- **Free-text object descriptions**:
BEGIN
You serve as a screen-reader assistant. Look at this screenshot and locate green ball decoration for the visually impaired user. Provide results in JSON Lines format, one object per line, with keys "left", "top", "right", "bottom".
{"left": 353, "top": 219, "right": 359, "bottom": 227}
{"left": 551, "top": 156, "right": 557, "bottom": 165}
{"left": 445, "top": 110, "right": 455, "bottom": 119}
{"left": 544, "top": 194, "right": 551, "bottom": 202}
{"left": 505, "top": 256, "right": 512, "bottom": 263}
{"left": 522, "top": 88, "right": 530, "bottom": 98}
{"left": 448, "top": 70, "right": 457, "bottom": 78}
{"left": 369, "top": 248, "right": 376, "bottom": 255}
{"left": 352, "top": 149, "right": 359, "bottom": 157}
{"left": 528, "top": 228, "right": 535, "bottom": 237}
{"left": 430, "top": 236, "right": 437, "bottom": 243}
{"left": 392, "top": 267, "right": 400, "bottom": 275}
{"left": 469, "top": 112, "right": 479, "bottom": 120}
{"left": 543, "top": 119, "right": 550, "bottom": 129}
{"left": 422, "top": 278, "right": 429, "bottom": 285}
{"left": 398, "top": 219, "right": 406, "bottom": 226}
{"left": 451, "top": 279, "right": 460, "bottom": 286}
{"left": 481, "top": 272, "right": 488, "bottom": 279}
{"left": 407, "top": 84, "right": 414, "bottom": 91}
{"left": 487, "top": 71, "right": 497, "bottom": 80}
END
- **BRIEF**: Transcribe the records above exactly as they appear.

- **RESPONSE BELOW**:
You serve as a screen-reader assistant. Look at this screenshot and locate green ball decoration for the visually impaired user. Provide results in JSON Lines format, one object per line, with keys "left", "top", "right", "bottom".
{"left": 353, "top": 219, "right": 359, "bottom": 227}
{"left": 551, "top": 156, "right": 557, "bottom": 165}
{"left": 445, "top": 110, "right": 455, "bottom": 119}
{"left": 544, "top": 194, "right": 551, "bottom": 202}
{"left": 505, "top": 256, "right": 512, "bottom": 263}
{"left": 522, "top": 88, "right": 530, "bottom": 98}
{"left": 448, "top": 70, "right": 457, "bottom": 78}
{"left": 369, "top": 248, "right": 376, "bottom": 255}
{"left": 352, "top": 149, "right": 359, "bottom": 157}
{"left": 528, "top": 228, "right": 535, "bottom": 237}
{"left": 430, "top": 236, "right": 437, "bottom": 243}
{"left": 392, "top": 267, "right": 400, "bottom": 275}
{"left": 469, "top": 112, "right": 479, "bottom": 120}
{"left": 543, "top": 119, "right": 550, "bottom": 129}
{"left": 422, "top": 278, "right": 429, "bottom": 285}
{"left": 398, "top": 219, "right": 406, "bottom": 226}
{"left": 451, "top": 279, "right": 460, "bottom": 286}
{"left": 481, "top": 272, "right": 488, "bottom": 279}
{"left": 407, "top": 84, "right": 414, "bottom": 91}
{"left": 487, "top": 71, "right": 497, "bottom": 80}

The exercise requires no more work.